#### Input data ####

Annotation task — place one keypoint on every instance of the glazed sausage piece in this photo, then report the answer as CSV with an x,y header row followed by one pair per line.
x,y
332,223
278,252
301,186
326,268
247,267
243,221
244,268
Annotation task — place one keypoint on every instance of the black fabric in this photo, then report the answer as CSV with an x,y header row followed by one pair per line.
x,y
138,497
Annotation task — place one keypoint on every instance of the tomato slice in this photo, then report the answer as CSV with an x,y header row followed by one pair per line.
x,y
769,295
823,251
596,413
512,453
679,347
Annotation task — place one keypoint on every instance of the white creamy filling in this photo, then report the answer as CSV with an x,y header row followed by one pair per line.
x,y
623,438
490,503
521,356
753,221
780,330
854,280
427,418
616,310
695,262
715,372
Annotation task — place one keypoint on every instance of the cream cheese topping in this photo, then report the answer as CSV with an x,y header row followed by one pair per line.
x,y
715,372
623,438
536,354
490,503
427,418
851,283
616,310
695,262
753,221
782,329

####

__What is being asked__: Convert every line of the material above into a JSON array of strings, one string per line, omitting any blank lines.

__Expected answer__:
[
  "Annotation task — place one keypoint on every instance of the glazed sausage piece in this photo, then report the answer as CSV with an x,y header row followed by one pair per line.",
  "x,y",
  "332,223",
  "278,252",
  "301,186",
  "326,268",
  "247,267",
  "243,221",
  "244,268",
  "Annotation task — place one keypoint on every instance of the black fabric in this photo, then report the answer as CSV with an x,y header row followed by one pair per line.",
  "x,y",
  "138,497",
  "Annotation task — place one keypoint on every instance of the tomato slice in this photo, then report the answer as CSV with an x,y header row followed by one pair per line.",
  "x,y",
  "769,295",
  "823,251",
  "596,413",
  "512,453",
  "679,347",
  "Annotation task — place one keypoint on every instance of the white creamy filling in this photo, then report the answer as CSV with an x,y header row followed by one pair per line.",
  "x,y",
  "623,438",
  "490,503",
  "521,356",
  "753,221",
  "780,330",
  "854,280",
  "427,418",
  "616,310",
  "695,262",
  "715,372",
  "Annotation task — place one keypoint on every instance of the cream cheese topping in this photo, then report the answer as CSV with an x,y header row followed by one pair per line.",
  "x,y",
  "715,372",
  "623,438",
  "536,354",
  "490,503",
  "427,418",
  "851,283",
  "616,310",
  "695,262",
  "753,221",
  "782,329"
]